--- Dataset extract ---
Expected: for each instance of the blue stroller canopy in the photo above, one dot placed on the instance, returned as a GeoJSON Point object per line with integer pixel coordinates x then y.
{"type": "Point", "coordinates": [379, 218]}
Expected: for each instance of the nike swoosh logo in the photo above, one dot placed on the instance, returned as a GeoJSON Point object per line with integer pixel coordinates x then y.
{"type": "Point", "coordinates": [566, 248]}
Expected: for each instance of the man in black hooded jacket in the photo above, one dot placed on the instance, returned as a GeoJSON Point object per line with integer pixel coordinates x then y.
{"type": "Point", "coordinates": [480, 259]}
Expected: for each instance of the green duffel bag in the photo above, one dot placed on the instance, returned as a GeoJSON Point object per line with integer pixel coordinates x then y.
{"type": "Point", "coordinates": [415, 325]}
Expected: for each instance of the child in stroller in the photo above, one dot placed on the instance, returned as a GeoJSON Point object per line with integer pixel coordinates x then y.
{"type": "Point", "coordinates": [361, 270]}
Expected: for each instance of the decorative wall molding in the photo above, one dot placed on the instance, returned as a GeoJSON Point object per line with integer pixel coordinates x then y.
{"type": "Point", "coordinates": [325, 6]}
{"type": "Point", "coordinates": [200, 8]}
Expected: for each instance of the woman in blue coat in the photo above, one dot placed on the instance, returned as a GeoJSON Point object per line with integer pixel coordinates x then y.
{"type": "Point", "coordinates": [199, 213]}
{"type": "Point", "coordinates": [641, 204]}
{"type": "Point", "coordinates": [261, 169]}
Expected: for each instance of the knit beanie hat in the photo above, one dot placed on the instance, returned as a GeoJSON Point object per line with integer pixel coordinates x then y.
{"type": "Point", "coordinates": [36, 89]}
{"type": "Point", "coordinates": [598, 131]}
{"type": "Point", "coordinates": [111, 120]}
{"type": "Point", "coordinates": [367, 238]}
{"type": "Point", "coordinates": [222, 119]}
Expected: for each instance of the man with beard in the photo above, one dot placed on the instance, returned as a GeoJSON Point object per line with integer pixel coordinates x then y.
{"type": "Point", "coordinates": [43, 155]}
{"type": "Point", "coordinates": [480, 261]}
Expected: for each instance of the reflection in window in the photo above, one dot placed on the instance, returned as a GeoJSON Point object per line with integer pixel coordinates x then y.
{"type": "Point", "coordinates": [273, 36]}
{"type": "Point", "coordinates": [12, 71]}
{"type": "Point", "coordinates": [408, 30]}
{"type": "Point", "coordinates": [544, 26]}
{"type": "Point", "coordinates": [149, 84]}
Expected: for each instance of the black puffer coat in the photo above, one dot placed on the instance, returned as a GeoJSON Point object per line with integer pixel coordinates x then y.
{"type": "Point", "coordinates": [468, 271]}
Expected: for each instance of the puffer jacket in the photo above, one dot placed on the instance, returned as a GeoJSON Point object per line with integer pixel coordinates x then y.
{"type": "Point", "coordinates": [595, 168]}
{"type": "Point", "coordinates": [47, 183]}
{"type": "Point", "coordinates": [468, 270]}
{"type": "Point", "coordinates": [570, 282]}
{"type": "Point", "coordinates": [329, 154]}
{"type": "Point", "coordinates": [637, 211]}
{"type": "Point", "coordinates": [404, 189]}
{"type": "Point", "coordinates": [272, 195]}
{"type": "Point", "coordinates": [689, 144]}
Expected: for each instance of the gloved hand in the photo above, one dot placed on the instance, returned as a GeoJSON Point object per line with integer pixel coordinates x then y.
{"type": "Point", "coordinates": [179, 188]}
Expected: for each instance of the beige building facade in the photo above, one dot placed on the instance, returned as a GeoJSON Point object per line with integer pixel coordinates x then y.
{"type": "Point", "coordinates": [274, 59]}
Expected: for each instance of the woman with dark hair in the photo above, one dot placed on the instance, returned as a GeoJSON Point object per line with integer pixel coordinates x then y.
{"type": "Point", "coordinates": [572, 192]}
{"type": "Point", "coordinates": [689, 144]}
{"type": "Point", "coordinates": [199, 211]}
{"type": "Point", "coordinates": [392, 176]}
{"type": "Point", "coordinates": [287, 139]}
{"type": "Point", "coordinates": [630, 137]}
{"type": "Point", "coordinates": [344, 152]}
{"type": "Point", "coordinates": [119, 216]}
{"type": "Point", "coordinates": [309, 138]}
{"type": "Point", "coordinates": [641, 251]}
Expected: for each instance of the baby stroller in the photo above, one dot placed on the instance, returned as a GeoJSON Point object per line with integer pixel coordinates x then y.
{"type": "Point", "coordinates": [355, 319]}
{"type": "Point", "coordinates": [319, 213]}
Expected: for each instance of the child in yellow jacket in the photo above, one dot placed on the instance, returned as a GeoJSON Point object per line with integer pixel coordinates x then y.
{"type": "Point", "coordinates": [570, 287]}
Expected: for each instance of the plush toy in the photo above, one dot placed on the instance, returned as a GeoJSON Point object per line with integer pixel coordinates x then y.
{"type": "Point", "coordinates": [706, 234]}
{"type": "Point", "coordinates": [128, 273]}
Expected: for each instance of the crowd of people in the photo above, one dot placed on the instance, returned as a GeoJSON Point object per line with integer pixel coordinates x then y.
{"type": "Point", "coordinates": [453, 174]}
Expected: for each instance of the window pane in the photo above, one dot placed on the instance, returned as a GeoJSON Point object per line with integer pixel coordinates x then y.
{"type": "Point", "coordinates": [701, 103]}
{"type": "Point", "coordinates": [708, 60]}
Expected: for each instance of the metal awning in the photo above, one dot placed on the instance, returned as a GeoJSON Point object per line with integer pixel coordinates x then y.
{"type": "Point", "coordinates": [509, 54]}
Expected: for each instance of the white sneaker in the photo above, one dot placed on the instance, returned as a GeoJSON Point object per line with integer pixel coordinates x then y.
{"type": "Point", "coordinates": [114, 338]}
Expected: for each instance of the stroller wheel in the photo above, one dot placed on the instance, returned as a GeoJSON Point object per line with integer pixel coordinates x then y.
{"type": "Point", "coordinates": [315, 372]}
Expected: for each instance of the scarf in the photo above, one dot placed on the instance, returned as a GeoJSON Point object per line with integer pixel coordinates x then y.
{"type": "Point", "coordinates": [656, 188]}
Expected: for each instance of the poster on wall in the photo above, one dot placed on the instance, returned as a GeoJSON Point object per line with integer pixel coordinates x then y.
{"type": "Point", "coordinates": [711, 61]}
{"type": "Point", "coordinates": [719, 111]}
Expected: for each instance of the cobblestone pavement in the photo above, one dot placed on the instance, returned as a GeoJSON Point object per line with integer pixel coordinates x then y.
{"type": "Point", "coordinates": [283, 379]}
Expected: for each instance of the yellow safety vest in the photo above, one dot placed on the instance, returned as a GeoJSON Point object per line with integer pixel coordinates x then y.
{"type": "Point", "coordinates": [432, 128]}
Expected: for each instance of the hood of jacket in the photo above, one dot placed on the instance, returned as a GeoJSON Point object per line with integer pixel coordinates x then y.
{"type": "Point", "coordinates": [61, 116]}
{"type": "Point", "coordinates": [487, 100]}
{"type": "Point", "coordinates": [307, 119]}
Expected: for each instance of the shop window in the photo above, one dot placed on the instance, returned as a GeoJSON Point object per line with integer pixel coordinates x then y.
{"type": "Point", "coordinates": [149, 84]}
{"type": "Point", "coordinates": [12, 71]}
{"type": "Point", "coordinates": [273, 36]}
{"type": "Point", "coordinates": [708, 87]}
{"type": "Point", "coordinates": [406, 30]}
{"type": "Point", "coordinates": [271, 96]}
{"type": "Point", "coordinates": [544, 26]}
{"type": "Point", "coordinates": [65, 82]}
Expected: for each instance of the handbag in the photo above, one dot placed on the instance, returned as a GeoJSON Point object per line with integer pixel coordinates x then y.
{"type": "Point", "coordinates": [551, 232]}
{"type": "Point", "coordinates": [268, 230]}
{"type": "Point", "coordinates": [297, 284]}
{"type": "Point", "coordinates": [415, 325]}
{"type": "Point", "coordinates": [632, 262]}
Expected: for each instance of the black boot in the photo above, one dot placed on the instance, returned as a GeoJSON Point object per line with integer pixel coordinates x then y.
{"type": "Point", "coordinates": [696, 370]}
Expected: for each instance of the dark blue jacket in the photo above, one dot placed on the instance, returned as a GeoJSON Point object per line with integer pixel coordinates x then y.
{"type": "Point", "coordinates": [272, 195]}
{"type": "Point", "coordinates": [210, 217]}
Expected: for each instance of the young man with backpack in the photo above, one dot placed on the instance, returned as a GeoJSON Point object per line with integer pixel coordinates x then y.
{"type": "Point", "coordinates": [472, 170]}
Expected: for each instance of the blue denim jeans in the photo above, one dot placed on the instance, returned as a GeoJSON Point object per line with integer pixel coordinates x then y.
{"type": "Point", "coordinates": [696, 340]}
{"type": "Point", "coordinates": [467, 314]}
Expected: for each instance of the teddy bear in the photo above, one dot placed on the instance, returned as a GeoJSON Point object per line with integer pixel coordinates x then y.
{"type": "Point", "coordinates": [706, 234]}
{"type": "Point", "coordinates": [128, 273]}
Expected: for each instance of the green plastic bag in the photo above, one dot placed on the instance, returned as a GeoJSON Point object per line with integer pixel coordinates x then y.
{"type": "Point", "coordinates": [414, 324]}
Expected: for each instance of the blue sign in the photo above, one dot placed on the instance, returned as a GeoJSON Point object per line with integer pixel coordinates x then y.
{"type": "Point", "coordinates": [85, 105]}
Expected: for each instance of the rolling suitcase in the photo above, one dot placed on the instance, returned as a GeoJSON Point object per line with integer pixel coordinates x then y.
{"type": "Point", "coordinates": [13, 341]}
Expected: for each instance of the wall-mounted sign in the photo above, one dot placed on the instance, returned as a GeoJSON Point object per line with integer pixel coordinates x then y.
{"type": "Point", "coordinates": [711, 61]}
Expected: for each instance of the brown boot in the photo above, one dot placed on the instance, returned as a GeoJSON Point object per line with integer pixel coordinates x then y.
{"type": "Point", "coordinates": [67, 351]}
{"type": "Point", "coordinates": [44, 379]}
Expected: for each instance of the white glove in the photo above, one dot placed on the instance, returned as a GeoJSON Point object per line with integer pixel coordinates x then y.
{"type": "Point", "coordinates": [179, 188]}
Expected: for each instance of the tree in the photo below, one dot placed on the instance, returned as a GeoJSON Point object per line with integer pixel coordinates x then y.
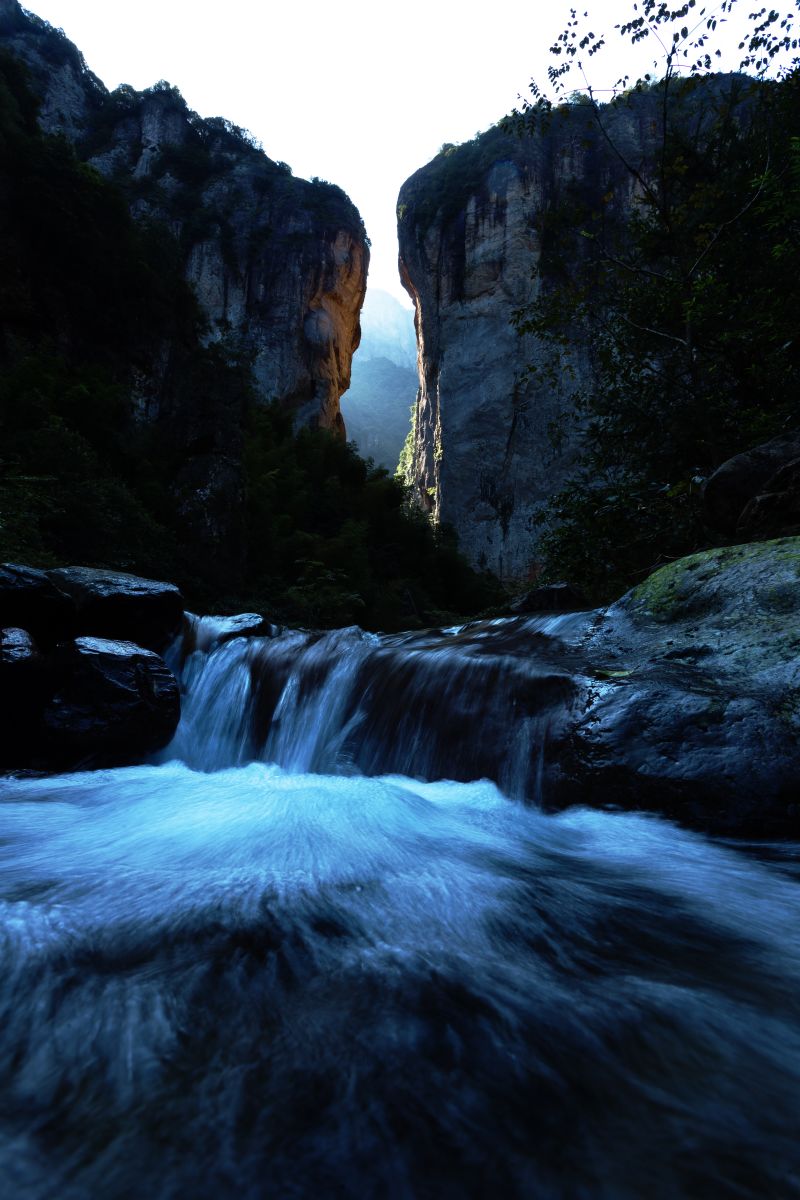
{"type": "Point", "coordinates": [693, 345]}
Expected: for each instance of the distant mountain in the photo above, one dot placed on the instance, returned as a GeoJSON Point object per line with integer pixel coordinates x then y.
{"type": "Point", "coordinates": [383, 381]}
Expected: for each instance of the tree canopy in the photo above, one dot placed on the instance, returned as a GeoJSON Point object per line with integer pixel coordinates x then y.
{"type": "Point", "coordinates": [687, 309]}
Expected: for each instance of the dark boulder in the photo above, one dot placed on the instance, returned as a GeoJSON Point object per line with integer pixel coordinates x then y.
{"type": "Point", "coordinates": [115, 605]}
{"type": "Point", "coordinates": [553, 598]}
{"type": "Point", "coordinates": [733, 485]}
{"type": "Point", "coordinates": [691, 700]}
{"type": "Point", "coordinates": [24, 685]}
{"type": "Point", "coordinates": [32, 601]}
{"type": "Point", "coordinates": [776, 510]}
{"type": "Point", "coordinates": [113, 702]}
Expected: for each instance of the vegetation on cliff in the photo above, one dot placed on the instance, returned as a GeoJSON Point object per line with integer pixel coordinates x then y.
{"type": "Point", "coordinates": [97, 328]}
{"type": "Point", "coordinates": [689, 307]}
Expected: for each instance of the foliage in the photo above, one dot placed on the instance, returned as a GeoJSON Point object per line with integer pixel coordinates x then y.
{"type": "Point", "coordinates": [96, 324]}
{"type": "Point", "coordinates": [686, 309]}
{"type": "Point", "coordinates": [334, 540]}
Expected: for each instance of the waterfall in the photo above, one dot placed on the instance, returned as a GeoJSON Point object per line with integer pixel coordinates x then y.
{"type": "Point", "coordinates": [468, 702]}
{"type": "Point", "coordinates": [331, 946]}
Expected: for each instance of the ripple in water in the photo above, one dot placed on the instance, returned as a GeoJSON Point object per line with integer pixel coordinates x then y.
{"type": "Point", "coordinates": [260, 984]}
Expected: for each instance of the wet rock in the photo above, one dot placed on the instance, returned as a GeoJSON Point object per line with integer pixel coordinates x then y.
{"type": "Point", "coordinates": [691, 700]}
{"type": "Point", "coordinates": [739, 480]}
{"type": "Point", "coordinates": [553, 598]}
{"type": "Point", "coordinates": [32, 601]}
{"type": "Point", "coordinates": [24, 681]}
{"type": "Point", "coordinates": [113, 702]}
{"type": "Point", "coordinates": [112, 604]}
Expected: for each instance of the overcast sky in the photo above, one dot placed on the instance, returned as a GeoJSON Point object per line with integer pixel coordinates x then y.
{"type": "Point", "coordinates": [355, 91]}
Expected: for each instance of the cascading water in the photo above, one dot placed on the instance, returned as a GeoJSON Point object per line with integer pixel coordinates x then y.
{"type": "Point", "coordinates": [280, 964]}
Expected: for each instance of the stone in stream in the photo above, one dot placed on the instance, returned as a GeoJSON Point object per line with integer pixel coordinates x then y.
{"type": "Point", "coordinates": [691, 703]}
{"type": "Point", "coordinates": [30, 600]}
{"type": "Point", "coordinates": [113, 702]}
{"type": "Point", "coordinates": [116, 605]}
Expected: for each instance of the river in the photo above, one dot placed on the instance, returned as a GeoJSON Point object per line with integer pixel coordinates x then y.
{"type": "Point", "coordinates": [330, 946]}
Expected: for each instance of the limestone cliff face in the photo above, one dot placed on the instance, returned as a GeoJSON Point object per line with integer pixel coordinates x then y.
{"type": "Point", "coordinates": [471, 227]}
{"type": "Point", "coordinates": [278, 264]}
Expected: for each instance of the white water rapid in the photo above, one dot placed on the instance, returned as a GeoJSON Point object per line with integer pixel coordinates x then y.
{"type": "Point", "coordinates": [329, 947]}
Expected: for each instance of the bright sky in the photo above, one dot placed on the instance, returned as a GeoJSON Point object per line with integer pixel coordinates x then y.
{"type": "Point", "coordinates": [355, 91]}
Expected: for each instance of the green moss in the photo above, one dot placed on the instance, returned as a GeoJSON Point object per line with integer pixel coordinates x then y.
{"type": "Point", "coordinates": [678, 589]}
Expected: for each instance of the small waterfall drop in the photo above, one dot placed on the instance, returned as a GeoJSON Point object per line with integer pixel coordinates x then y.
{"type": "Point", "coordinates": [467, 702]}
{"type": "Point", "coordinates": [318, 951]}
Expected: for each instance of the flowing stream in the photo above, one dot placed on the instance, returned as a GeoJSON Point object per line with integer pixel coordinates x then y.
{"type": "Point", "coordinates": [329, 946]}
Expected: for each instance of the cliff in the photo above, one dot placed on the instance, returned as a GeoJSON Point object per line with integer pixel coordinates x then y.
{"type": "Point", "coordinates": [480, 228]}
{"type": "Point", "coordinates": [278, 264]}
{"type": "Point", "coordinates": [384, 381]}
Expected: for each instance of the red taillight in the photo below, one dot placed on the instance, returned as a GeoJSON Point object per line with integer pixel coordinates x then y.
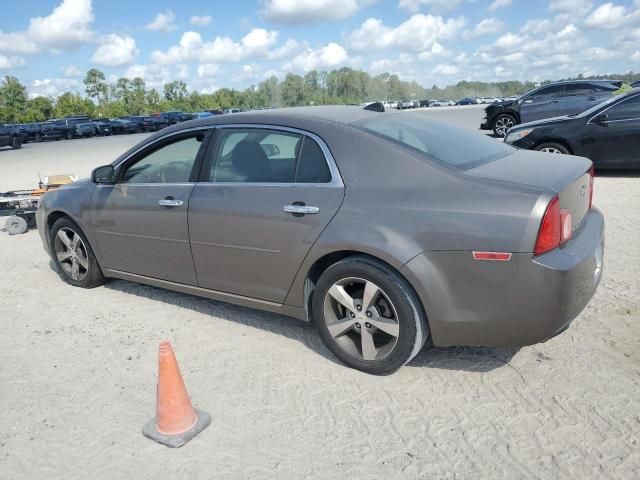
{"type": "Point", "coordinates": [592, 176]}
{"type": "Point", "coordinates": [556, 228]}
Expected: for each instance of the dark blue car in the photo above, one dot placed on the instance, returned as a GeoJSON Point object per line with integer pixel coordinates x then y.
{"type": "Point", "coordinates": [551, 100]}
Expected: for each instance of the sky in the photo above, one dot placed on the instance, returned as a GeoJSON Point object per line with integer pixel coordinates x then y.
{"type": "Point", "coordinates": [50, 44]}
---
Challenge :: Exactly the lines from the line with "Expected: for each instance of the red" through the last line of the listing, both included, should be extracted, and the pictures left behind.

Reply to the task ::
Expected: for each instance of the red taillight in the photo below, one dot placed on the instance, returned as a GeoJSON Point object per line with integer pixel coordinates x then y.
{"type": "Point", "coordinates": [592, 176]}
{"type": "Point", "coordinates": [556, 228]}
Expected: for each instance of the dark blue car in the photo above, one dot placed on the instance, returned as a GeoJSON Point object per line with integer pixel coordinates x then y.
{"type": "Point", "coordinates": [551, 100]}
Expected: for each instance of the sky in the photo above, one dot placed on the instance, returned as a GeoJSON Point object per line with integer pixel coordinates x then y.
{"type": "Point", "coordinates": [50, 44]}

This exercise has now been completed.